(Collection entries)
·····

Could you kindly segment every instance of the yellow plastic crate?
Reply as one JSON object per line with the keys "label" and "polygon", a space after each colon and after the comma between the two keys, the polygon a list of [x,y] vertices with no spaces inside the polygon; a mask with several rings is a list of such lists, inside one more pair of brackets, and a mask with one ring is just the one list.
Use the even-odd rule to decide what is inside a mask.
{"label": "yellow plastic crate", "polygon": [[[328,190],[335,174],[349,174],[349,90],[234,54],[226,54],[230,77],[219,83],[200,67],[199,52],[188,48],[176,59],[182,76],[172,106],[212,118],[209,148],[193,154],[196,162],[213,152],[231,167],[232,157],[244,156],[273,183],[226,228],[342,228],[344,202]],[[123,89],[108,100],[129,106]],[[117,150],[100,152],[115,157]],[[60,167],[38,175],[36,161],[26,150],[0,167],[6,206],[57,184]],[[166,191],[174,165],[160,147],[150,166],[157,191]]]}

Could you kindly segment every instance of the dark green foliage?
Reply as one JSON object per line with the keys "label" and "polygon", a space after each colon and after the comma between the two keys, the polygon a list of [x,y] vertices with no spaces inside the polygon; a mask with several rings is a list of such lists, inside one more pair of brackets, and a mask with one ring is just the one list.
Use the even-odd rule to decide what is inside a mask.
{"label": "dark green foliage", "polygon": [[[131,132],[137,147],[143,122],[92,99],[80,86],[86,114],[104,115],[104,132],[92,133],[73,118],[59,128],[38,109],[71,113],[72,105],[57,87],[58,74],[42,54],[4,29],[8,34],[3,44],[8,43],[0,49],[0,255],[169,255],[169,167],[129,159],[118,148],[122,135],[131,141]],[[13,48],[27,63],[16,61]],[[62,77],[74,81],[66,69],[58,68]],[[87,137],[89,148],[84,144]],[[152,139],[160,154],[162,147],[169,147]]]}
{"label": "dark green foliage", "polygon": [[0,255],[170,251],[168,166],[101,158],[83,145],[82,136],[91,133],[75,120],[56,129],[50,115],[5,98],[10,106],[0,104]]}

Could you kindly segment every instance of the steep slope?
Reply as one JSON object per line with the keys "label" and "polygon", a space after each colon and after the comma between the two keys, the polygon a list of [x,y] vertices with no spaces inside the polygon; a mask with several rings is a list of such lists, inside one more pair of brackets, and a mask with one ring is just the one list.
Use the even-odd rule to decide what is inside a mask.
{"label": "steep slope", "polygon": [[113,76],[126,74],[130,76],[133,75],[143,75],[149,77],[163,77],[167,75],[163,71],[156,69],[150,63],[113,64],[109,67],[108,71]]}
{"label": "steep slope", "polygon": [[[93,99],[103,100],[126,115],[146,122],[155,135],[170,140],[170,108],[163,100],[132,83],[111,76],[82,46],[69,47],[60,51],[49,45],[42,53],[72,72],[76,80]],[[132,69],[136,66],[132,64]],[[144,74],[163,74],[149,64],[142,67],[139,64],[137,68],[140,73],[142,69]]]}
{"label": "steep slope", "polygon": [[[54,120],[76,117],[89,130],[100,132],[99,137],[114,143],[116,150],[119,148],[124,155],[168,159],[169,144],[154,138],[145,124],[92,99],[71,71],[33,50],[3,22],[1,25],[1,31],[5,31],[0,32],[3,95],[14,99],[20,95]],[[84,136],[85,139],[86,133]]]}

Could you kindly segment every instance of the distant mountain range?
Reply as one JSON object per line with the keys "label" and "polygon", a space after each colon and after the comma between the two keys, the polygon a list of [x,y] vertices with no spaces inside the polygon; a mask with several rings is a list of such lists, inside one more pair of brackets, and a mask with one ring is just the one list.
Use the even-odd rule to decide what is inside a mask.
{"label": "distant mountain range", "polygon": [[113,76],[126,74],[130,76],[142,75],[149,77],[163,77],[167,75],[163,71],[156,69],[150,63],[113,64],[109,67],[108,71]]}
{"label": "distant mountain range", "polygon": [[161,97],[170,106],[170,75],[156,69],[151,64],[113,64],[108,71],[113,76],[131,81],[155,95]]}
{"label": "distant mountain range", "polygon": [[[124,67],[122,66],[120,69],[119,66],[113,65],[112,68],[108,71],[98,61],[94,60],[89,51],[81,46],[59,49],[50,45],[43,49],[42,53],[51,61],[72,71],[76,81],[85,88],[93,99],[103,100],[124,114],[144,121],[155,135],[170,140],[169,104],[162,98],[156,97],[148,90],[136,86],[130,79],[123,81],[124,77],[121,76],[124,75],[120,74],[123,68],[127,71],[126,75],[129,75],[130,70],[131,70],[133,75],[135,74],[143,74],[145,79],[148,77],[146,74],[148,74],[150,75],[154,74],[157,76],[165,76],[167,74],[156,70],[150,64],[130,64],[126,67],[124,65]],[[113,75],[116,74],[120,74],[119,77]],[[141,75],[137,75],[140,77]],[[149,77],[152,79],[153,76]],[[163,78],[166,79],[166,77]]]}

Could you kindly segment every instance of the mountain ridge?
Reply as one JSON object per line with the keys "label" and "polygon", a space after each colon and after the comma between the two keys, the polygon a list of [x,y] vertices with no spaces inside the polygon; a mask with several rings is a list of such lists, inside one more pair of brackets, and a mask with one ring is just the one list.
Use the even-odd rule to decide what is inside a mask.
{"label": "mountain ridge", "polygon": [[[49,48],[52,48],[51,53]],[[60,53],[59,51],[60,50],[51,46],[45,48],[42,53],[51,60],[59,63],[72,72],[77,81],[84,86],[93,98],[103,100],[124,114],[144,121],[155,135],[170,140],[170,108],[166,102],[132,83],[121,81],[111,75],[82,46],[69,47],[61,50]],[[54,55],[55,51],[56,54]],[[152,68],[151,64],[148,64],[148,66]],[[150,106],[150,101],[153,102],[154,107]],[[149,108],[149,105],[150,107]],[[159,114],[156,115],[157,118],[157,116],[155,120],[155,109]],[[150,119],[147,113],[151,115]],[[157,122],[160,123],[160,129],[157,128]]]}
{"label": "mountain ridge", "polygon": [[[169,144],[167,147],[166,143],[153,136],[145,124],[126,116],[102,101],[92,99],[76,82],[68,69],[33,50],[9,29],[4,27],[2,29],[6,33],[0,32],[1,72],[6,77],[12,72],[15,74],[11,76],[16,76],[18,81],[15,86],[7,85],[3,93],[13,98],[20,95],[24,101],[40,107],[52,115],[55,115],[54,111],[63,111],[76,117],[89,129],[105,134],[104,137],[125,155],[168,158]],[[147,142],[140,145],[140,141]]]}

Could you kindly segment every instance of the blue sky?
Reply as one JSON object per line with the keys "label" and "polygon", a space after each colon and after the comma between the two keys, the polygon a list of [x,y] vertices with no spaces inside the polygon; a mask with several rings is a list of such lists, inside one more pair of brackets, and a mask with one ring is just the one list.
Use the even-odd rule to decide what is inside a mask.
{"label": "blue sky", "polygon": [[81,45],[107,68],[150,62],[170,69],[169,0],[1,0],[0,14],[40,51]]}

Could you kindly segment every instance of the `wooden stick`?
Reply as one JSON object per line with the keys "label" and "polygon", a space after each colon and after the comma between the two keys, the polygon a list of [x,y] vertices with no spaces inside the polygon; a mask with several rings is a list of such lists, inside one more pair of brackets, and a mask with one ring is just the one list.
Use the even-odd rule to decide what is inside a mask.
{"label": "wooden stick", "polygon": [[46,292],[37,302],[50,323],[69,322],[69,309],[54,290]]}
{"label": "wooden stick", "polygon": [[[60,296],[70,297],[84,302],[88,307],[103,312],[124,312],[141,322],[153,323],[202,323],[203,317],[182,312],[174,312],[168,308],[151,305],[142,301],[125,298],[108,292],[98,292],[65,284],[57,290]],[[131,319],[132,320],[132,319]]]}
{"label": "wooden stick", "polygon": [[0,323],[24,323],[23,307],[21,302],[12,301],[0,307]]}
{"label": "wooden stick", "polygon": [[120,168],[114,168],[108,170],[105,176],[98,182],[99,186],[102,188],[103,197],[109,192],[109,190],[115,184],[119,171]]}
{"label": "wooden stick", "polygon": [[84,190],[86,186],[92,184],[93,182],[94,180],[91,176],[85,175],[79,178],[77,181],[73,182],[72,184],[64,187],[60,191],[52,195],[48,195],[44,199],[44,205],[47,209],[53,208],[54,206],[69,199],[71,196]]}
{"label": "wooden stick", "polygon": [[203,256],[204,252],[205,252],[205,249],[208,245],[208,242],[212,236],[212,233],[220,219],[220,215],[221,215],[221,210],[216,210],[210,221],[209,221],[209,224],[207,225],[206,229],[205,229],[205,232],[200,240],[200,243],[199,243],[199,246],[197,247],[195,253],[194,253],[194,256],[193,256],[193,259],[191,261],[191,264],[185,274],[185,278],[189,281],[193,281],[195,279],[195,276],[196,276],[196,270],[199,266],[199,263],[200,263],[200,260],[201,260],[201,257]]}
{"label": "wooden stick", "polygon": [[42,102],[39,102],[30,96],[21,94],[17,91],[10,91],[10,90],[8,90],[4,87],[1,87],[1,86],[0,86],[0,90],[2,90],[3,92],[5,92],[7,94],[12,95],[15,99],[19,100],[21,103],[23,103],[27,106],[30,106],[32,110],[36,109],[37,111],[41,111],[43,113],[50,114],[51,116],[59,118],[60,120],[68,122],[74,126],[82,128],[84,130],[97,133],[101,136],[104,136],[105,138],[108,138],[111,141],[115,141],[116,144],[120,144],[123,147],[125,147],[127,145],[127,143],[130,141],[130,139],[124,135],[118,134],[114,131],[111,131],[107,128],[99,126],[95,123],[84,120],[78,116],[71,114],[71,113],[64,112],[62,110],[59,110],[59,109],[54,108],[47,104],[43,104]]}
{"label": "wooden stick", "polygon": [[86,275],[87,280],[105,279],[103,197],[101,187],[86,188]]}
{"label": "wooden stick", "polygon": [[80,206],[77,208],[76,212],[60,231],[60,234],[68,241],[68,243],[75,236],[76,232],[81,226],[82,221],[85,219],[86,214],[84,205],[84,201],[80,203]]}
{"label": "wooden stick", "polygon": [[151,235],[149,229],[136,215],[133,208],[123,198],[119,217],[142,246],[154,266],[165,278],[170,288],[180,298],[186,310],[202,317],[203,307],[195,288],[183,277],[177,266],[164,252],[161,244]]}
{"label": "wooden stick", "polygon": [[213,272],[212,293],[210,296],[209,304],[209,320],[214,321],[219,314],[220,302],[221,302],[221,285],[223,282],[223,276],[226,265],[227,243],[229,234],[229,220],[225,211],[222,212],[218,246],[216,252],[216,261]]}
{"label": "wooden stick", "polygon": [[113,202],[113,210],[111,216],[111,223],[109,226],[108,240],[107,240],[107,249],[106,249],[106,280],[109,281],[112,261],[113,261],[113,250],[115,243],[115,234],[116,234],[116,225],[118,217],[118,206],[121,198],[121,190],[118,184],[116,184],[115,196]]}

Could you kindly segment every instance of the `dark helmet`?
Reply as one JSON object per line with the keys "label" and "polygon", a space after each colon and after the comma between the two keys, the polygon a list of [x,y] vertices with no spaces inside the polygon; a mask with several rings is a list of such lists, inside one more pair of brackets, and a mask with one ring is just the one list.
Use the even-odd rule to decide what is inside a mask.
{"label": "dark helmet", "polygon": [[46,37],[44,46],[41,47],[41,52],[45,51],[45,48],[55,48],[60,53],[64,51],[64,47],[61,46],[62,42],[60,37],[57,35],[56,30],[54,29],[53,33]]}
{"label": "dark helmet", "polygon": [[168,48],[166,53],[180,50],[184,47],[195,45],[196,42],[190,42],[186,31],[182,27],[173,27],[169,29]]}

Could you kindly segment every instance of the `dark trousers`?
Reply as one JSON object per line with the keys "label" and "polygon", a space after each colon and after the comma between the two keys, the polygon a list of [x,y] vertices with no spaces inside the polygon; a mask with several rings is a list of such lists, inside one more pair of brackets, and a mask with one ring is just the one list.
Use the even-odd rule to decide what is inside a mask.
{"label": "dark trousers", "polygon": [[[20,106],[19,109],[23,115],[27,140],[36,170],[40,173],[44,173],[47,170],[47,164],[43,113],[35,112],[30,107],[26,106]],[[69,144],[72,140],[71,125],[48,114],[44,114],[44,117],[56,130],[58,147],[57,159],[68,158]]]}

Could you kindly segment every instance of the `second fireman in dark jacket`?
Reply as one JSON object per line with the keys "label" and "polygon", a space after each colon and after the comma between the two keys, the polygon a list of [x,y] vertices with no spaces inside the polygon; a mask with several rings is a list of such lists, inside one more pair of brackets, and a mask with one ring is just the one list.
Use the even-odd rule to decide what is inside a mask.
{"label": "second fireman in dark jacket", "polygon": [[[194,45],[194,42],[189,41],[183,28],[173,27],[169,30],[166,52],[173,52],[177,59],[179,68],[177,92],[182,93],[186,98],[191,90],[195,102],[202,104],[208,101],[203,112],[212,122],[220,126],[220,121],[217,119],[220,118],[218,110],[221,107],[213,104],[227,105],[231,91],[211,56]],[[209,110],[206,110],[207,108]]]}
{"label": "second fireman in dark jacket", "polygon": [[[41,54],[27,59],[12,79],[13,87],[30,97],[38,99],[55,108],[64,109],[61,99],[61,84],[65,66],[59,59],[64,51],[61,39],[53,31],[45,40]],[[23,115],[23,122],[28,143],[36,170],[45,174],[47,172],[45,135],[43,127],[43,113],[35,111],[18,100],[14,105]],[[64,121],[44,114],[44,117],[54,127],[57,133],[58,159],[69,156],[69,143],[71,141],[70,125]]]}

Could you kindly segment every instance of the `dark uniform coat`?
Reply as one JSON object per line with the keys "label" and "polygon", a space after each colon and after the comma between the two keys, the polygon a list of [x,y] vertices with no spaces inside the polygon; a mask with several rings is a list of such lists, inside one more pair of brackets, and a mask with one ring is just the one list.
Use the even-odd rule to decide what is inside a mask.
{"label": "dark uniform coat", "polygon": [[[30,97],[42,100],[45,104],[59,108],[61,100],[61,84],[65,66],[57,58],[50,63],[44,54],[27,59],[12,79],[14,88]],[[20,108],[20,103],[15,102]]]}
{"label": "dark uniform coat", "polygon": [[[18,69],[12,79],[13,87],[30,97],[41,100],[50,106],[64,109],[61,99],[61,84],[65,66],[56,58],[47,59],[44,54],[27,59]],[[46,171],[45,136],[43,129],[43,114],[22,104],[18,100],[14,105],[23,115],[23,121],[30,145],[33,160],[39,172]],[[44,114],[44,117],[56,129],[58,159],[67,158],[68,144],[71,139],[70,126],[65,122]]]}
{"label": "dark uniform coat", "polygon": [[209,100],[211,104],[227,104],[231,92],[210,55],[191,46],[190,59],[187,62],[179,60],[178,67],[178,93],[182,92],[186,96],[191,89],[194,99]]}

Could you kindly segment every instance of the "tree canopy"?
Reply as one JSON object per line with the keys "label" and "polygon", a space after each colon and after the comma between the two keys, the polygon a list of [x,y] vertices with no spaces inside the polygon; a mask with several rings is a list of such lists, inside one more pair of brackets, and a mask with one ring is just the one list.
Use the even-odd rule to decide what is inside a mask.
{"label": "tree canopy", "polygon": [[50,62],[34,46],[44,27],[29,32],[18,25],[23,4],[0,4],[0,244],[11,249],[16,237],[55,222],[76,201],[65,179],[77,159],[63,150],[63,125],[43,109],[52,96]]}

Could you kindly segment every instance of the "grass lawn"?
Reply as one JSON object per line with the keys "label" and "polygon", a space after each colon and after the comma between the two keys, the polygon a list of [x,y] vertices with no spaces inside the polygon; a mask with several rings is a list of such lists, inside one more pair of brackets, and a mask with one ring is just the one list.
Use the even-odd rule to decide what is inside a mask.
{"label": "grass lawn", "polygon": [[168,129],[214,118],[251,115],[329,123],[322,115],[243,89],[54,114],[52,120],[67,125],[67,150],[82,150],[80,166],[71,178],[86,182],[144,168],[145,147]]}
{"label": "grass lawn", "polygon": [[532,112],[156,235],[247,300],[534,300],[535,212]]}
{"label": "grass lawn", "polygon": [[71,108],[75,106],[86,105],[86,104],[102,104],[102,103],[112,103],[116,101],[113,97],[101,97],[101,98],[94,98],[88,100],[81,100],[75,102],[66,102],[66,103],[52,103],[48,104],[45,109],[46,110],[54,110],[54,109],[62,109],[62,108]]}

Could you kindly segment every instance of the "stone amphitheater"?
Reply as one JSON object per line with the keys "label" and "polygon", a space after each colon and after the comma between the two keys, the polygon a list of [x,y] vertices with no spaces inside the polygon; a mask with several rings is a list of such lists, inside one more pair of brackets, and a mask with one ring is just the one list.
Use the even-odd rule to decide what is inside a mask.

·····

Task objective
Pull out every line of the data above that contains the string "helmet", and copy each one in full.

Answer to the exercise
Could you kindly segment every instance of the `dark helmet`?
{"label": "dark helmet", "polygon": [[46,37],[44,46],[41,47],[41,52],[45,51],[45,48],[55,48],[60,53],[64,51],[64,47],[61,46],[62,42],[60,37],[57,35],[56,30],[54,29],[53,33]]}
{"label": "dark helmet", "polygon": [[168,48],[166,53],[180,50],[184,47],[195,45],[196,42],[190,42],[186,31],[182,27],[173,27],[169,29]]}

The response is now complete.